**REQUEST**
Convert the data below into a JSON list of strings, one string per line with blank lines omitted, starting at the line that contains "Note: for every instance of the clear" and ending with the last line of the data.

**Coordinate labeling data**

::::::::::

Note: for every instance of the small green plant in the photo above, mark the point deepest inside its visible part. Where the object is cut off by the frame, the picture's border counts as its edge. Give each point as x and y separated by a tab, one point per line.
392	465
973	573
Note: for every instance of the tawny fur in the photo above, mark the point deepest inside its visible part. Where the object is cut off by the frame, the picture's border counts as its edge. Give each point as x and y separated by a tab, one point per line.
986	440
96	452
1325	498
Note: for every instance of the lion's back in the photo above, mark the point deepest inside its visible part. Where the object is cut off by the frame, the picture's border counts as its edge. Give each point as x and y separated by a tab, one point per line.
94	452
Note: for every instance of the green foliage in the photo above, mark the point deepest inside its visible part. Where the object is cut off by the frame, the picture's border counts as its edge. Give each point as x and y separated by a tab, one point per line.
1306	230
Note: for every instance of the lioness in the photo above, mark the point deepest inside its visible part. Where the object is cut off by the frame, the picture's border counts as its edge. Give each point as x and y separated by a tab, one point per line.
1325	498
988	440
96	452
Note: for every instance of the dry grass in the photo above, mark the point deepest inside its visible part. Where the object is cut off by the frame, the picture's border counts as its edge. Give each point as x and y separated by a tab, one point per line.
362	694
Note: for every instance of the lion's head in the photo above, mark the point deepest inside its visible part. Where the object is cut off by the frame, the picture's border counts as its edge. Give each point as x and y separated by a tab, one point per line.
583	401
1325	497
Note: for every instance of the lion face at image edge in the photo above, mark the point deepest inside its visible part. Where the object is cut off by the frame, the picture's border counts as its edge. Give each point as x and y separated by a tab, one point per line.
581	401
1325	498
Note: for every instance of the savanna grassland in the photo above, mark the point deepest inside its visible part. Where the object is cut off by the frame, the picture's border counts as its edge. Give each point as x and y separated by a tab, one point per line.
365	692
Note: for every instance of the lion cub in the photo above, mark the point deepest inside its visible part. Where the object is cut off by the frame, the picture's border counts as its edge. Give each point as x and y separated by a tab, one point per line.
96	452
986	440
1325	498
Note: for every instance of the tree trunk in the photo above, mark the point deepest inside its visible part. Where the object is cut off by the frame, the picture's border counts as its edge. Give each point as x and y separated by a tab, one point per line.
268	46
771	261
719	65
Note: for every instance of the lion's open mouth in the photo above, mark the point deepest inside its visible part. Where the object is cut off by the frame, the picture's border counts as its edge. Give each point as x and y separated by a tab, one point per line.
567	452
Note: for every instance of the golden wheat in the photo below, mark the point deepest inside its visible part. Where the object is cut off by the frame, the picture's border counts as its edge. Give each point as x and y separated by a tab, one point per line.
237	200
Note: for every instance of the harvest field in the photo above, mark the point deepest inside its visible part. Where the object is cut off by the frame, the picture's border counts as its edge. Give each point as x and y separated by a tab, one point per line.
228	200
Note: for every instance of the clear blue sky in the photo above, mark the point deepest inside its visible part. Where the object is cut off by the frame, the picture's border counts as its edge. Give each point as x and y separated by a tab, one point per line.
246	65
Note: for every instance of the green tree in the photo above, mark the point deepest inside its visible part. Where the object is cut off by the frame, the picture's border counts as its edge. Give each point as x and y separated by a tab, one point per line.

::::::::::

**FINAL RESULT**
[
  "Note: for every instance of the clear blue sky in the photo above, mark the point deepest inside its visible part. Where the object is cut off by the frame, the picture's border counts as its edge. Give each point as x and y separated by a tab, one point per line.",
  "246\t65",
  "Note: for every instance of the green tree in the photo above, mark the point deepest inside its visible part. Where the object is cut off by the frame, the picture's border counts as its edge. Give each point as x and y separated by a tab, one point per line."
]